▶ WRITTEN REQUEST
Determine how many lines of the listing contain the string "instance", matching case exactly. Reply with the number alone.

####

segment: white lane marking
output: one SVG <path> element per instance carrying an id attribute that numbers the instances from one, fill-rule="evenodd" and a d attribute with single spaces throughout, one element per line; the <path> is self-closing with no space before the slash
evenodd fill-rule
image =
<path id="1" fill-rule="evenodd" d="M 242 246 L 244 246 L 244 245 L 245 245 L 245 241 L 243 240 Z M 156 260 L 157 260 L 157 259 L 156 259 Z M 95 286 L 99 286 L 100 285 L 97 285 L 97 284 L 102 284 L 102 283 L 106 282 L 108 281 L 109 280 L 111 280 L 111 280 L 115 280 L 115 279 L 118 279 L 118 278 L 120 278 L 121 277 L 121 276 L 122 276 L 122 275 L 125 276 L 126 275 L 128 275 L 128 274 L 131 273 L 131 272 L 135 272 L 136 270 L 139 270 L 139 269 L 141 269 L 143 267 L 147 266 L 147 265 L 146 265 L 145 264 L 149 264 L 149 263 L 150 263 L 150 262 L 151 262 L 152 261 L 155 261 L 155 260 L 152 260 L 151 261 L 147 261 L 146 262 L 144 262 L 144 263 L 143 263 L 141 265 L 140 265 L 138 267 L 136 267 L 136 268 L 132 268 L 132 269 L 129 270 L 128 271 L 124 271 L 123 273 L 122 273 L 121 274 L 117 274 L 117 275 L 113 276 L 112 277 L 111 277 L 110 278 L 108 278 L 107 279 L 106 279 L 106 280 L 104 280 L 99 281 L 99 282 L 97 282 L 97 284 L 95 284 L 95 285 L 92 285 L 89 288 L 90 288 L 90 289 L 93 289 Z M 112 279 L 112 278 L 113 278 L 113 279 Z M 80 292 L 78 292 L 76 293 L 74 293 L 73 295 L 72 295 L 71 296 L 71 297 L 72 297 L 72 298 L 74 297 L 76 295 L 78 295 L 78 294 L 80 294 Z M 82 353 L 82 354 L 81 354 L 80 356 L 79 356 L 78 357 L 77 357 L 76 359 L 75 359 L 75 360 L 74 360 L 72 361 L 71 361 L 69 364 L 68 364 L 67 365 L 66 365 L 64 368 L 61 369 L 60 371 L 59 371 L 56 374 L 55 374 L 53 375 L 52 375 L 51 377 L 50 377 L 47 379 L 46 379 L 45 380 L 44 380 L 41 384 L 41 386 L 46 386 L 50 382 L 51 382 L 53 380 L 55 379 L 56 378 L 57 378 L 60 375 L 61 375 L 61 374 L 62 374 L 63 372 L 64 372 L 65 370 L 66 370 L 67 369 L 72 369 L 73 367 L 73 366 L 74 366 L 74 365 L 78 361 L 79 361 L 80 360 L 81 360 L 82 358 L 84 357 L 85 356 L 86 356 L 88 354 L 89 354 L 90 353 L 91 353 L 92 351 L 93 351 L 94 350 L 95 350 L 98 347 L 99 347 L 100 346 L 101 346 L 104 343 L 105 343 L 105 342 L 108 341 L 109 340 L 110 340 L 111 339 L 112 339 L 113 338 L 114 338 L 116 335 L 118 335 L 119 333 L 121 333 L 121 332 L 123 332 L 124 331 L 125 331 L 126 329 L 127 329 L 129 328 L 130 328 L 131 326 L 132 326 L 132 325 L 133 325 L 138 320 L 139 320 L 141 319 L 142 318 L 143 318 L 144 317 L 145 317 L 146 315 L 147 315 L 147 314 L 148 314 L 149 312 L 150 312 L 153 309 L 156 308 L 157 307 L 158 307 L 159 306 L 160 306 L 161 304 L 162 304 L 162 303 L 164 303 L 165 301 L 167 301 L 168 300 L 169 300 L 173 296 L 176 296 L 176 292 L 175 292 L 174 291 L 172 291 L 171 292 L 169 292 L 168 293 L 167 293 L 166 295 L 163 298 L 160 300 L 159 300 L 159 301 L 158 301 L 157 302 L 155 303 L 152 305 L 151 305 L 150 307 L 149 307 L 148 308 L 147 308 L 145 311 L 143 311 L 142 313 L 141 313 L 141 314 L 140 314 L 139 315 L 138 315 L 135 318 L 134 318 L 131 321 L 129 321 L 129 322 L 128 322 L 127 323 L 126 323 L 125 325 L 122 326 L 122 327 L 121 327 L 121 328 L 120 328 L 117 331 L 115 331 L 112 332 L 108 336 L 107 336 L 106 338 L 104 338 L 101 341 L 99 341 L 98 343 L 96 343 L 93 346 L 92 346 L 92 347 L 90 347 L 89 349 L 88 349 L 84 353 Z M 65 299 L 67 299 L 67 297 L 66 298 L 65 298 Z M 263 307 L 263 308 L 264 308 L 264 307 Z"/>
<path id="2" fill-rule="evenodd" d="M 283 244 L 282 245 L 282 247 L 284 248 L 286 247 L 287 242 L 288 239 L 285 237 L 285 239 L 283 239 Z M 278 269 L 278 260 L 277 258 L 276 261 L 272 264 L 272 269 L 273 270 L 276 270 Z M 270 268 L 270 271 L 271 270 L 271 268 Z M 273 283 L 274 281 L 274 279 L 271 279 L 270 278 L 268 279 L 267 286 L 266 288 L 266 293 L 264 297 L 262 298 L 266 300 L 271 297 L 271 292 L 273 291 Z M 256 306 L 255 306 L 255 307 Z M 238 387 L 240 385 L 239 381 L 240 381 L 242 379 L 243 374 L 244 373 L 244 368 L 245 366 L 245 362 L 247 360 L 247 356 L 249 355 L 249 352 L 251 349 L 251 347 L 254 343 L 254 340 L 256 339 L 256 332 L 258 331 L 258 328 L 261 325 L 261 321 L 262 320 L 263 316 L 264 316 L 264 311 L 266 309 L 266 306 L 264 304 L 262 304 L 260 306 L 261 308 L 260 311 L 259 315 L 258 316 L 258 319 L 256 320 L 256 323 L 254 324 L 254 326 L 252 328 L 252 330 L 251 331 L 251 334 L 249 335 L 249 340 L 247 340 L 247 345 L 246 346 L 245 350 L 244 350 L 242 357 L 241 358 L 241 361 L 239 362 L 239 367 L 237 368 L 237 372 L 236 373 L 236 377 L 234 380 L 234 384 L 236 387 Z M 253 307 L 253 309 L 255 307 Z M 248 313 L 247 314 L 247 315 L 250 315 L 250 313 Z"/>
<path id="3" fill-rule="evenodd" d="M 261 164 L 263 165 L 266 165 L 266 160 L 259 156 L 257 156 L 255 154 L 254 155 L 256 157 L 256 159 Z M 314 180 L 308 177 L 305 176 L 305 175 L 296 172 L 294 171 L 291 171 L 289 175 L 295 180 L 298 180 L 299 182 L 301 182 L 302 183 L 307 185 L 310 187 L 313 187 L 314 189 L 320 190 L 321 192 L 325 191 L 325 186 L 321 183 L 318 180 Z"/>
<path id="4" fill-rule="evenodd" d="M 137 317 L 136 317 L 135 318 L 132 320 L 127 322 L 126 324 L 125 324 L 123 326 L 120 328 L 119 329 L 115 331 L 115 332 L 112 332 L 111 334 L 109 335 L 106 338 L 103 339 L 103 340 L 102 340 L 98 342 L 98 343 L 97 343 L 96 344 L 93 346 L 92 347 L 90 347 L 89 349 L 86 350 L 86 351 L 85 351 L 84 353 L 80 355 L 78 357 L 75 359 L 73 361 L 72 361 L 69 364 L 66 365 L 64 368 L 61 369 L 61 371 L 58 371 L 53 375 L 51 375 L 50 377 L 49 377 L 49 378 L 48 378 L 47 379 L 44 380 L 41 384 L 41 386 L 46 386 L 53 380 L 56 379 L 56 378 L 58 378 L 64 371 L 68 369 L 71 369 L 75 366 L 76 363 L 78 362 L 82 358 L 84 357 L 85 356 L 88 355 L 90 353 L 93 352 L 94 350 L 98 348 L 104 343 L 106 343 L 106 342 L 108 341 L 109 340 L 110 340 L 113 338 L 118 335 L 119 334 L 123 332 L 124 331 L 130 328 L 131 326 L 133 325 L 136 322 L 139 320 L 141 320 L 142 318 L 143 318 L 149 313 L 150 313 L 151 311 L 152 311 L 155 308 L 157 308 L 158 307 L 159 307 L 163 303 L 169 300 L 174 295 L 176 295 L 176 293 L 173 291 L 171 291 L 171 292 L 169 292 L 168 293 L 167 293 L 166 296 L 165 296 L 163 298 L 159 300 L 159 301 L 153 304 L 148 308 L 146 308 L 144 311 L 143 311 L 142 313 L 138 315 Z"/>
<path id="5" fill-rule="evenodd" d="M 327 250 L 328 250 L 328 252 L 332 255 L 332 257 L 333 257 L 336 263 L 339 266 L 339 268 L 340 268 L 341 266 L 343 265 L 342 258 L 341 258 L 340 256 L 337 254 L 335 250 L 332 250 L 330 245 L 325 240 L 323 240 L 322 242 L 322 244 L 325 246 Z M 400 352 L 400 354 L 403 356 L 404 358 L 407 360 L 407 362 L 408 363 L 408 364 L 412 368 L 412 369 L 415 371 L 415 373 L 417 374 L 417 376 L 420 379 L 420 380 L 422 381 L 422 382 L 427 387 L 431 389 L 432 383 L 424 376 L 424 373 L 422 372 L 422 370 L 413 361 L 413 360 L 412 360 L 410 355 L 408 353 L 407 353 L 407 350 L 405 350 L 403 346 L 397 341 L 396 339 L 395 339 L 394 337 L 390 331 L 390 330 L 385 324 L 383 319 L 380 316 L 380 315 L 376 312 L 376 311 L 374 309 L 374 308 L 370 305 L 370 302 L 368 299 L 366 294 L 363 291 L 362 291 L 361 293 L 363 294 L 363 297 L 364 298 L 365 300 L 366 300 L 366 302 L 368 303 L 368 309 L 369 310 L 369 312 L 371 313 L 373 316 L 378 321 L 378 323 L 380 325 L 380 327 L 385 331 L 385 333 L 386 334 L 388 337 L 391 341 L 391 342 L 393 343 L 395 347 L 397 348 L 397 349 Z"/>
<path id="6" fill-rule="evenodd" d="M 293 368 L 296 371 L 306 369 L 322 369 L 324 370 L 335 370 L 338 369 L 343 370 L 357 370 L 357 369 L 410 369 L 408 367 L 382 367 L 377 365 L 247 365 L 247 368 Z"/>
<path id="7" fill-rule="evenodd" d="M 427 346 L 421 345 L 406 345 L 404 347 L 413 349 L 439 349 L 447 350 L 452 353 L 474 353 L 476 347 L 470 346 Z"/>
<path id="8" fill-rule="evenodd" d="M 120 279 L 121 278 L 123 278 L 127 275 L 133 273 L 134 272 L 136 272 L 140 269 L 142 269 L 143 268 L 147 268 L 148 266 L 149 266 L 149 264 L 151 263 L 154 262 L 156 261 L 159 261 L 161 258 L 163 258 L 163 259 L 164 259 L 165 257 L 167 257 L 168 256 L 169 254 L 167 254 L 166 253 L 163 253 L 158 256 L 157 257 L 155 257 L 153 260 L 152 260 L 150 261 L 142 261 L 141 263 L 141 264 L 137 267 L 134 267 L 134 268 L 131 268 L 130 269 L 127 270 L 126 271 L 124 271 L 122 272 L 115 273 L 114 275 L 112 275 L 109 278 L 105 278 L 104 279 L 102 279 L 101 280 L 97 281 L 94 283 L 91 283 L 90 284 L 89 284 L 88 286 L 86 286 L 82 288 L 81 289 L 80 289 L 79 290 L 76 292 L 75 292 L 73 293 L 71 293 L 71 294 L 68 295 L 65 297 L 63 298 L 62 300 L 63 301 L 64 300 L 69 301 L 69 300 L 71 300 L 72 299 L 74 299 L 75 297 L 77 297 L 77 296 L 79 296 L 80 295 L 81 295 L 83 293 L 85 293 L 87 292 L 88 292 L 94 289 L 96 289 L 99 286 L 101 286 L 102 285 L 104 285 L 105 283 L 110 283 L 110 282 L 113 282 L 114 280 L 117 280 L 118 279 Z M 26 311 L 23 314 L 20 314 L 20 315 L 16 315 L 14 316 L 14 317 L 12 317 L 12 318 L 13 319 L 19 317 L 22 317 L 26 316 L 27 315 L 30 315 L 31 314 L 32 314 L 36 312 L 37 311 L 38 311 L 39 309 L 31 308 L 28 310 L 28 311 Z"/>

####

▶ RESULT FOR THIS EXERCISE
1